**What you need to do:**
1 – In the account of Sendai after the earthquake, where does the former student who came back to help her parents now live?
2 – From the account of Sendai after the earthquake, list every kind of item the guards at the dump entrance direct people to a specific spot for.

**Source extract:**
------------------------------------------------------------------------

This country has been slowly and steadily getting back on her feet. Progress is uneven, but it is happening everywhere. Extremely devastated areas are still struggling with clean up and rebuilding, but much effort has been made to get Sendai proper functioning as normally as possible. We still have ongoing daily earthquakes, huge cracks in the roads, shattered buildings and walls, and protective blue mats everywhere, but reconstruction work is evident wherever you look. Supermarkets are open normal hours now and are well stocked, although some items are still unavailable or rationed.

Almost everyone is intensely focused on remaking their lives. Those who were seriously hit have had to start almost from scratch, but even those who suffered little physical loss are trying to reassess their attitudes, values, and ways of being in the world. Almost everyone is caught up in a wave of discarding unneeded items, and rearranging material belongings to reflect the deep inner changes that this searing tragedy has brought about. A former student of mine, who now lives in Singapore, came to Sendai to help her parents. As she sorts through her family home, she keeps asking her mother, “Do you really need this anymore? Why not get rid of it? Why not start again fresh?” Another student has taken load after load of earthquake-broken or unneeded items to the dump. She was totally astonished to see the mountains of goods that people are getting rid of. But the rubbish place is well organized, typical for Japan. “TVs go over there, refrigerators on that pile, heavy dressers are down this row and on the left,” say the guards at the entrance. Yes, it is a time of peeling away, discarding, reassessing needs and wants.

------------------------------------------------------------------------

**Entries shown:**
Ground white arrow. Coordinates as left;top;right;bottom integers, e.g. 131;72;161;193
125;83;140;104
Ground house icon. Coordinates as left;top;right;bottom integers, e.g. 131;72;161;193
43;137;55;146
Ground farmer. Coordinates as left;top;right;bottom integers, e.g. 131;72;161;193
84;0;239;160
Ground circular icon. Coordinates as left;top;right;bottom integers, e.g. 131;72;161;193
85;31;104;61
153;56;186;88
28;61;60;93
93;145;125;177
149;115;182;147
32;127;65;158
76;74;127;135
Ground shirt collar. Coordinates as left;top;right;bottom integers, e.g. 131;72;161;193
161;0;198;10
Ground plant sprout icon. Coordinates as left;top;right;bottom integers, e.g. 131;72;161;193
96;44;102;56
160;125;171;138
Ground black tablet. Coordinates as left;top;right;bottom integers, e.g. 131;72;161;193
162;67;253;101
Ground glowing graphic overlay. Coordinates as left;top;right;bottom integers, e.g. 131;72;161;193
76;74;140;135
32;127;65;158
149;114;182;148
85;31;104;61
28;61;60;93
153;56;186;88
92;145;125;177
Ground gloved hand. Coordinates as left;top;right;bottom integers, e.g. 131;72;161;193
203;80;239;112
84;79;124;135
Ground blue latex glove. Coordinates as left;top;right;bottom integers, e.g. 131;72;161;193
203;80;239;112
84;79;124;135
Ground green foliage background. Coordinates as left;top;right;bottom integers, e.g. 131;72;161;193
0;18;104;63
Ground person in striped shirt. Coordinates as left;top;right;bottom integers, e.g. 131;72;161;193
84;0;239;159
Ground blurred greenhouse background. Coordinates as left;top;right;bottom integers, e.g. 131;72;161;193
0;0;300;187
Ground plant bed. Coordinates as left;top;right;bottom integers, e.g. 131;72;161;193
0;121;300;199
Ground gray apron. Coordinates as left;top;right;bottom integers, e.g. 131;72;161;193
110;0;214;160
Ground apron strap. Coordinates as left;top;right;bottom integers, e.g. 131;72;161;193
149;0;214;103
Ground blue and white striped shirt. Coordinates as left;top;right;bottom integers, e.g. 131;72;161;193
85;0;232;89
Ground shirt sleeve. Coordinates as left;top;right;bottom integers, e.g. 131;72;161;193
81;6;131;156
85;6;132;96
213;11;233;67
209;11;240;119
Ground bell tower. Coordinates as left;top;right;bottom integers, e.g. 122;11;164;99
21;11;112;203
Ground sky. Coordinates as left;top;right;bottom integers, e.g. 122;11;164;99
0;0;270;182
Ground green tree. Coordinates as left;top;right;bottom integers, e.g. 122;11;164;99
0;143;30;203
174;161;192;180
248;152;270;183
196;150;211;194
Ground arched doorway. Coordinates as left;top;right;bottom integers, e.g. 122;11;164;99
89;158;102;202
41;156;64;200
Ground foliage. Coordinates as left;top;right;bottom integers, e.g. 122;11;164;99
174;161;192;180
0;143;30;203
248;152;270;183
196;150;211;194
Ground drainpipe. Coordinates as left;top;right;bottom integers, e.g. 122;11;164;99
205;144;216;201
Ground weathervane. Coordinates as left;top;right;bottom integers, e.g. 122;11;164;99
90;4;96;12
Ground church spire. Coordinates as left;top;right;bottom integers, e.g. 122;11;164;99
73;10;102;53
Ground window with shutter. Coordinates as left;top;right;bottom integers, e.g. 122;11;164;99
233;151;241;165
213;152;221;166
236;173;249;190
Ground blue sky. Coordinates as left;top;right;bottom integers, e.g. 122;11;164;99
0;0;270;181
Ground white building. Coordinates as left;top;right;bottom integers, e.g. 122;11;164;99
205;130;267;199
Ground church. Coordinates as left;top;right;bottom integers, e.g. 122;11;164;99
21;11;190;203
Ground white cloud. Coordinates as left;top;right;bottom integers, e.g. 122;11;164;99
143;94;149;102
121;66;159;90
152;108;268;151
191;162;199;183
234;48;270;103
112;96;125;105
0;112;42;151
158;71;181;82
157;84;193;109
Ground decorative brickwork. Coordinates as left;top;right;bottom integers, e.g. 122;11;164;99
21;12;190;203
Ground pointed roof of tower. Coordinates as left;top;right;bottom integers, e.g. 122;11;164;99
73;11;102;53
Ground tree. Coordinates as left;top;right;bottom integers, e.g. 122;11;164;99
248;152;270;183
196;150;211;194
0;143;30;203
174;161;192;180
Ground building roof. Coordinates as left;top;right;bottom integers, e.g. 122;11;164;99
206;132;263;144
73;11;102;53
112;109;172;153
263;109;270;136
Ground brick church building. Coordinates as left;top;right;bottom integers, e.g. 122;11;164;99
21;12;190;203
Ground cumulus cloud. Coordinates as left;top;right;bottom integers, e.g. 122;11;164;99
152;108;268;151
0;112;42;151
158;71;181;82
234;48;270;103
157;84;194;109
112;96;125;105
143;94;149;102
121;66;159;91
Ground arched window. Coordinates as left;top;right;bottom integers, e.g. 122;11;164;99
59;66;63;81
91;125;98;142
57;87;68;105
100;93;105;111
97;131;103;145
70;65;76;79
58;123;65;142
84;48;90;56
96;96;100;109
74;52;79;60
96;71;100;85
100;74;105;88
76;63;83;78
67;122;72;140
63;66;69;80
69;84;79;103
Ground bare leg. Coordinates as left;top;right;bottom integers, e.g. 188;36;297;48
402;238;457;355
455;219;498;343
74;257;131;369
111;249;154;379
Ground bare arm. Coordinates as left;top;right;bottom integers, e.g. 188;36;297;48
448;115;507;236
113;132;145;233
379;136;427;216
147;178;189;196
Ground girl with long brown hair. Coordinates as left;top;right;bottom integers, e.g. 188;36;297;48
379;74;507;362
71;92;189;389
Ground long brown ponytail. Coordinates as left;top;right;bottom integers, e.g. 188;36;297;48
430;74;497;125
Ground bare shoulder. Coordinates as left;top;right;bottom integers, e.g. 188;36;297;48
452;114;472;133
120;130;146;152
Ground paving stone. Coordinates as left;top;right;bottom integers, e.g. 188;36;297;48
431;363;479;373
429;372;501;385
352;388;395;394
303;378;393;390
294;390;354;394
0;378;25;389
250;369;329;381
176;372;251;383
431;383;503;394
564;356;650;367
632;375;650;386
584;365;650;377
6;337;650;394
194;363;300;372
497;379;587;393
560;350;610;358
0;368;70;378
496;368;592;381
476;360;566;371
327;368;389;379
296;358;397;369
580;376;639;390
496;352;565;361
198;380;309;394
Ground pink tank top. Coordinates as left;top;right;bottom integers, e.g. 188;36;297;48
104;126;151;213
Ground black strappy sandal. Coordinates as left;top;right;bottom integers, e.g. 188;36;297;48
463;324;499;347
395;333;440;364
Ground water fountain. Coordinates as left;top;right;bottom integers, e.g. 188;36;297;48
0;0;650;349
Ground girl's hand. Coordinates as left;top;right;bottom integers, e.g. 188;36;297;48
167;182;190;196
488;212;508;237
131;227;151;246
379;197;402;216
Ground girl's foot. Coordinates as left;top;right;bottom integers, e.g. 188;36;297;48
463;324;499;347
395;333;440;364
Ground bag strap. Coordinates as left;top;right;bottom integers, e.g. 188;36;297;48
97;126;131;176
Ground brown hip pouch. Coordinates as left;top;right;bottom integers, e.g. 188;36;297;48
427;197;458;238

------------------------------------------------------------------------

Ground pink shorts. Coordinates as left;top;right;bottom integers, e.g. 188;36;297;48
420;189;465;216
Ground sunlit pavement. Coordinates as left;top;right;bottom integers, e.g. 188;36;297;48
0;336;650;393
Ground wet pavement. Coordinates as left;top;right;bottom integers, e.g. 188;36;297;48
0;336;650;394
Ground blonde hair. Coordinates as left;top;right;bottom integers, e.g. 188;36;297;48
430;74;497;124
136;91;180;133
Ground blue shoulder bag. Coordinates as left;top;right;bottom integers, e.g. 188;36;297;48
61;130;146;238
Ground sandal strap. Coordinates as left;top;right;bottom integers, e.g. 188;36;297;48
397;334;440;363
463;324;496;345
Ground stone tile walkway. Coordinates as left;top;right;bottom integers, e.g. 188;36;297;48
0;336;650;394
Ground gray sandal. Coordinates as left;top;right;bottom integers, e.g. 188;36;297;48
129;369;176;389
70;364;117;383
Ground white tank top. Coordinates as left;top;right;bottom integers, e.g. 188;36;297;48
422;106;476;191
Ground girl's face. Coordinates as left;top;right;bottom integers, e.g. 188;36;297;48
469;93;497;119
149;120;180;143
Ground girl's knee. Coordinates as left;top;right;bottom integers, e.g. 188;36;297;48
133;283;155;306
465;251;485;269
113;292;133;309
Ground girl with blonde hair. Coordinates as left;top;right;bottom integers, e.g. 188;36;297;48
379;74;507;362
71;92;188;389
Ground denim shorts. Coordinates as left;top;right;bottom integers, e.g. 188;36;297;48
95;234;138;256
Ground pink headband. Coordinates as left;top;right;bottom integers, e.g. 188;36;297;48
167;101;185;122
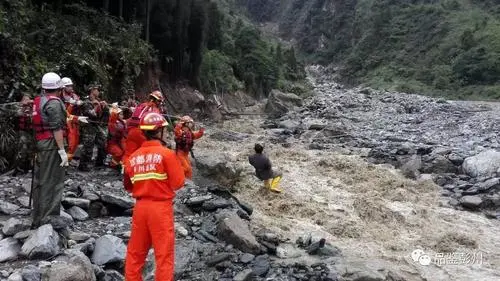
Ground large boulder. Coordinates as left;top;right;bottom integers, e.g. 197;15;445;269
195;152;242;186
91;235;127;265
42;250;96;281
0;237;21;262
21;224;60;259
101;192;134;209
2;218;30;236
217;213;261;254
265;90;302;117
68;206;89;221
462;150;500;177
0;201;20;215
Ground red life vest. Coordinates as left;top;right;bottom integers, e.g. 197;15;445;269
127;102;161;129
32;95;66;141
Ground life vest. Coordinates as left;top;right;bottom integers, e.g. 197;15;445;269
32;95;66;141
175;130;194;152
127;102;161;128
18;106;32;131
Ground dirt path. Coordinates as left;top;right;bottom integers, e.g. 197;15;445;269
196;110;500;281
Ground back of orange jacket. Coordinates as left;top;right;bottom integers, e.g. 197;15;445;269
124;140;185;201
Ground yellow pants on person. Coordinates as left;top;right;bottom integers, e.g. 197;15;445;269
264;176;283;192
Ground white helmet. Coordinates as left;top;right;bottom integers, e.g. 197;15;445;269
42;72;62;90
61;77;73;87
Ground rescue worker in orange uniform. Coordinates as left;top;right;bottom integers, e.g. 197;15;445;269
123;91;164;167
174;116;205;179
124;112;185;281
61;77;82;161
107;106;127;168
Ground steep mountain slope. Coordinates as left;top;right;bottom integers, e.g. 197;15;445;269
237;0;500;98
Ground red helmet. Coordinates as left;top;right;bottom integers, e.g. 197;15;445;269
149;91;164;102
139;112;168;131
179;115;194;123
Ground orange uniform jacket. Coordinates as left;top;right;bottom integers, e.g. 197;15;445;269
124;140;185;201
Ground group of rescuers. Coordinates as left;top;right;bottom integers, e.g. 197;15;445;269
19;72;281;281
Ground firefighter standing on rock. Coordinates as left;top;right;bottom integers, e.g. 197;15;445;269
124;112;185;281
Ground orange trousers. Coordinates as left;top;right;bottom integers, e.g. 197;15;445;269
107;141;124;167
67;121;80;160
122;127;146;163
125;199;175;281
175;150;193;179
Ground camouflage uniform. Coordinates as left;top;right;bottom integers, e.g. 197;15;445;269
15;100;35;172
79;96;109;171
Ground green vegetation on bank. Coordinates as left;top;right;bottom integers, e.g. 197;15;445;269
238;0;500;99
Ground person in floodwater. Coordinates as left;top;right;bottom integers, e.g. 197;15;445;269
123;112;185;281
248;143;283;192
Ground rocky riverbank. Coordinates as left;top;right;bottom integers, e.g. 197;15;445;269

------------------------------------------------------------------------

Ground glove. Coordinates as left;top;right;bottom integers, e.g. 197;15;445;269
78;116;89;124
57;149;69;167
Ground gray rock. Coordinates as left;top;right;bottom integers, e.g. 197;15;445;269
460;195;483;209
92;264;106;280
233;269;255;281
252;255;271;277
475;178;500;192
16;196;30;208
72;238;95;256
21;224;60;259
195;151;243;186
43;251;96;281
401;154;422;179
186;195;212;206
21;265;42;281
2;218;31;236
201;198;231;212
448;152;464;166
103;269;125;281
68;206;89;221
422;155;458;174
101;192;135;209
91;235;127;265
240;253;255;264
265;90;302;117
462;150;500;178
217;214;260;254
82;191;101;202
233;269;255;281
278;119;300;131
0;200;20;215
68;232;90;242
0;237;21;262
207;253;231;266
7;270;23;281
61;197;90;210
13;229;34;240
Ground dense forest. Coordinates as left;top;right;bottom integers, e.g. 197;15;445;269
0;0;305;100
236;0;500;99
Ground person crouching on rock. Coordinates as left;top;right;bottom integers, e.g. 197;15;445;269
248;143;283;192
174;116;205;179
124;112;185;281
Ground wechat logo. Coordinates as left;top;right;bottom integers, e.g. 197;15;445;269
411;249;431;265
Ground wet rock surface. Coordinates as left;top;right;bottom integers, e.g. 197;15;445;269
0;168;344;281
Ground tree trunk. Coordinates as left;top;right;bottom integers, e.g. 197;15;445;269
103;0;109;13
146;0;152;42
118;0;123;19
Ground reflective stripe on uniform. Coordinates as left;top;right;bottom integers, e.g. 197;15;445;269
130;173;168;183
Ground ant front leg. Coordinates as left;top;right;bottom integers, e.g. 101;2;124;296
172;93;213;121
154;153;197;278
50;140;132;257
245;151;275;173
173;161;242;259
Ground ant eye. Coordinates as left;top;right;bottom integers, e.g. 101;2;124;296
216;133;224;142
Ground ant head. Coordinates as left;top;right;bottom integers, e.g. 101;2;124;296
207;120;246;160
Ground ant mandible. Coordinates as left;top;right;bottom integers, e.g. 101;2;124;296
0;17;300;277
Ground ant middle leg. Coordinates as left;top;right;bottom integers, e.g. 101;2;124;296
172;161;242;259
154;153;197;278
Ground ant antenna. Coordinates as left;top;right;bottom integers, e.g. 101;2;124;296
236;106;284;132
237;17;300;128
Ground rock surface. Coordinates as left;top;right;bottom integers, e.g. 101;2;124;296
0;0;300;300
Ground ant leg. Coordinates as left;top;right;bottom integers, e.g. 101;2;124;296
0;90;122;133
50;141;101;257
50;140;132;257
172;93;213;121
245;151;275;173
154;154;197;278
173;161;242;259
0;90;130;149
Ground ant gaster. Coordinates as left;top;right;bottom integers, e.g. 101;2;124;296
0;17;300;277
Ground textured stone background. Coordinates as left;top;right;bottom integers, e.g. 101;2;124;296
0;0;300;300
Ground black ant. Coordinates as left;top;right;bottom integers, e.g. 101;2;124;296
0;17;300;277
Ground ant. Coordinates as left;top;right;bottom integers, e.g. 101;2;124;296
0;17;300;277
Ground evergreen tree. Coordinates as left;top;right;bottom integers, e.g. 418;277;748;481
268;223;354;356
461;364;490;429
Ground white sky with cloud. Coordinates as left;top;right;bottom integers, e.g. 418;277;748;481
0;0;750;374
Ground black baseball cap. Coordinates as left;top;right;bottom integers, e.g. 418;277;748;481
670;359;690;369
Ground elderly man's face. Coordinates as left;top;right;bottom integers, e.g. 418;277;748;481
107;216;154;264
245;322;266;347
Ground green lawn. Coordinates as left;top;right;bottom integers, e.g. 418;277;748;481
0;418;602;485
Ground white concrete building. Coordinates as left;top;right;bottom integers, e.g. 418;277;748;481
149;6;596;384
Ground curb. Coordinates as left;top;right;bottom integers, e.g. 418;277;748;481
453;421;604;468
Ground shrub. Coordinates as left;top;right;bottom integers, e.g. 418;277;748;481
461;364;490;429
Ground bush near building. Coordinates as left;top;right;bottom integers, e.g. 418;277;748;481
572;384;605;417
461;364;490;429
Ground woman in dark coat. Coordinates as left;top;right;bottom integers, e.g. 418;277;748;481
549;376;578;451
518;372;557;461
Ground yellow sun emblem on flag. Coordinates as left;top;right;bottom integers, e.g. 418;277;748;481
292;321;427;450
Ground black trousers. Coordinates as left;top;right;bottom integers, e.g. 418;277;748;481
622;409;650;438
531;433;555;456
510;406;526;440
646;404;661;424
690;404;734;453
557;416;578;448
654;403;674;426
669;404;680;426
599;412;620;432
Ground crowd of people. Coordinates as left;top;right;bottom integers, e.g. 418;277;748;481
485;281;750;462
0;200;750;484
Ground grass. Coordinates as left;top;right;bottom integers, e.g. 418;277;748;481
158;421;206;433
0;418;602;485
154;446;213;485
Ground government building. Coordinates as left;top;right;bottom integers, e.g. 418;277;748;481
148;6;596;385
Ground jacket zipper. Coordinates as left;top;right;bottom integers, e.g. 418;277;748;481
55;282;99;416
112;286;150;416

------------------------------------------------------------------------

**Results for the exercise:**
1 – Singapore

2 – TVs, refrigerators, heavy dressers